#### Directive A:
From the post on Git rebasing, print everything from "Importance of rebasing" down to "a ‘better subversion’.".
#### Directive B:
In one to three sentences, explain why, according to the post on Git rebasing, merging a rebased feature branch requires no explicit merge commit.

─── Text section

In my last post I described how at my work we use code review feedback to iteratively improve code. I want to describe how Git fits into this process, because this is probably the biggest change I had to make to my preexisting workflow. Basically I had to relearn how to use Git. The new way of using it (that is, it was new to me) is extremely powerful and in a strange way extremely satisfying, but it does take a while to get used to.
Importance of rebasing
I would describe my old approach and understanding as “subversion, but with better merging” ((Not an insignificant improvement, since merging in Subversion sucks.)). I was also aware of the concept of rebasing from having submitted a pull request to an open source project at one point, but I didn’t use it very often for reasons I’ll discuss later. As it turns out understanding
git rebase is the key to learning how to use Git as more than a ‘better subversion’.
For those who aren’t familiar with this command,
git rebase <branch> takes the commits that are unique to your branch and places them “on top” of another branch. You typically want to do this with
master, so that all your commits for your feature branch will appear together as the most recent commits when the feature branch is merged into
Here’s a short demonstration. Let’s say this is your feature branch, which you’ve been developing while other unrelated commits are being added to master:
If you merge without rebasing you’ll end up with a history like this:
Here is the process with rebasing:
# We're on `feature_branch` git rebase master # Put feature_branch's commits 'on top of' master's git checkout master git merge feature_branch
This results in a clean history:
Another benefit of having done a rebase before merging is that there’s no need for an explicit merge commit like you see at the top of the original history. This is because — and this is a key insight — the feature branch is exactly like the master branch but with more commits added on. In other words, when you merge it’s as though you had never branched in the first place. Because Git doesn’t have to ‘think’ about what it’s doing when it merges a rebased branch it performs what is called a fast forward. In this case it moved the HEAD ((Which I always think about as a hard drive head, which I in turn think about as a record player needle)) from 899bdb (More mainline activity) to 5b475e (Finished feature branch).

──────
─── Extracted information

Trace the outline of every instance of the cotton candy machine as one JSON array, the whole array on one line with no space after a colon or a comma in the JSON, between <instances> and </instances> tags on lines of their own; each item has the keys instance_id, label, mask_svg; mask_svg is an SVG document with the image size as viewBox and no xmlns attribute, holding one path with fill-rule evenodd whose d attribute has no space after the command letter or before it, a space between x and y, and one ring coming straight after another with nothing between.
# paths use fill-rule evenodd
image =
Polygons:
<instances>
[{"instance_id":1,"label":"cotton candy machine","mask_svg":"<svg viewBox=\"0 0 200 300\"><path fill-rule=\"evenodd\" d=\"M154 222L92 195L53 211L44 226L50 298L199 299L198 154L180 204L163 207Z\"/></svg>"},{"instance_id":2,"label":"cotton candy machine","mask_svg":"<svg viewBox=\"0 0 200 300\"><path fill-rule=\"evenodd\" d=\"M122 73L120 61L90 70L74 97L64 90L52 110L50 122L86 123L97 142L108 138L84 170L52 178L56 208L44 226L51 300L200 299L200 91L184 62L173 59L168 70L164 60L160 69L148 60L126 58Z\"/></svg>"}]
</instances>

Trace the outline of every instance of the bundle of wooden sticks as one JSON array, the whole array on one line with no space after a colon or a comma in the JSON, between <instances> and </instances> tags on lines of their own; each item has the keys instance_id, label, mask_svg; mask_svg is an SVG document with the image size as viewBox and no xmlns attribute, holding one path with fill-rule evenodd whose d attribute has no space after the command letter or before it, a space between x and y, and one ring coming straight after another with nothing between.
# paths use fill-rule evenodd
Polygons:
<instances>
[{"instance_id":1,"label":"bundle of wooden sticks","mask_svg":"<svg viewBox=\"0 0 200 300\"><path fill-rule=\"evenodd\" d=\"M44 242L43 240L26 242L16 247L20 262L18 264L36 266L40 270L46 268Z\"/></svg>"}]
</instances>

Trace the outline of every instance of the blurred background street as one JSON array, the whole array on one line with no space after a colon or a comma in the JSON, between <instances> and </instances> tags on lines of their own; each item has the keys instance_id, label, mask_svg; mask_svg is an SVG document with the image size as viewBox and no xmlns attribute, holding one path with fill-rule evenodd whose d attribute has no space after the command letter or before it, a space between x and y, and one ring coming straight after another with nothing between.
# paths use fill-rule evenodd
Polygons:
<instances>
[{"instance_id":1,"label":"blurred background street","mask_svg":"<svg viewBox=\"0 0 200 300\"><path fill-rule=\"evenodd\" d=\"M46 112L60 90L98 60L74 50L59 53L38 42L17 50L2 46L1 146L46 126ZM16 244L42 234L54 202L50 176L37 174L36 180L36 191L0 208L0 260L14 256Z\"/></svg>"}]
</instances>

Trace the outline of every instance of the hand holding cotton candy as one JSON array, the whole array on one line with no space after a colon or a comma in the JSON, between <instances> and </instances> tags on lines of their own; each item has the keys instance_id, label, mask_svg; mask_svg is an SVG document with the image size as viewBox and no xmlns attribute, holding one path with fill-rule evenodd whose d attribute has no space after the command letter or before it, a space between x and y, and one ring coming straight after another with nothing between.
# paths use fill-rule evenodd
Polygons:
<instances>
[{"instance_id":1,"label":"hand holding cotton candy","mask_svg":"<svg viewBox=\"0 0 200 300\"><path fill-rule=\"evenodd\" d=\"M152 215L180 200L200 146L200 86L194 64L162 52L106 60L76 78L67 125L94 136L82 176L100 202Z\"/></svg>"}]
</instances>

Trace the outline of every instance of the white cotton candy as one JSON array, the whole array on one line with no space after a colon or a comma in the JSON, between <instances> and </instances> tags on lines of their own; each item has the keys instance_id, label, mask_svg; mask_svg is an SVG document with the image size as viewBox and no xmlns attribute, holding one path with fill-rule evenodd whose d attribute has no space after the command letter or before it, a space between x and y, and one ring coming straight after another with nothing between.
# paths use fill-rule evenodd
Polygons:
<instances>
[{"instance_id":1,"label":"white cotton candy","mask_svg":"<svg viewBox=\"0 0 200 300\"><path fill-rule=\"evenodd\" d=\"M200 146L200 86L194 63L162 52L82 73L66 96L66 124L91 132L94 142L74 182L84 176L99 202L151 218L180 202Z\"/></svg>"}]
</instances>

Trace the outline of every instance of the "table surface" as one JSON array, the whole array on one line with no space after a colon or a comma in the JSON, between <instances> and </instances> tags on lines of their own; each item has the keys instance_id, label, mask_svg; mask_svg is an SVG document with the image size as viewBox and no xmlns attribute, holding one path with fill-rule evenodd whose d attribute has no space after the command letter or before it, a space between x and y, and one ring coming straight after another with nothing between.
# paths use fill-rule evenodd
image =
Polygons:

──────

#### Exercise response A:
Importance of rebasing
I would describe my old approach and understanding as “subversion, but with better merging” ((Not an insignificant improvement, since merging in Subversion sucks.)). I was also aware of the concept of rebasing from having submitted a pull request to an open source project at one point, but I didn’t use it very often for reasons I’ll discuss later. As it turns out understanding
git rebase is the key to learning how to use Git as more than a ‘better subversion’.

#### Exercise response B:
After the rebase, the feature branch is exactly like the master branch but with more commits added on, so merging it is as though one had never branched at all. Git therefore does not have to "think" about the merge and performs a fast forward, moving HEAD from 899bdb to 5b475e.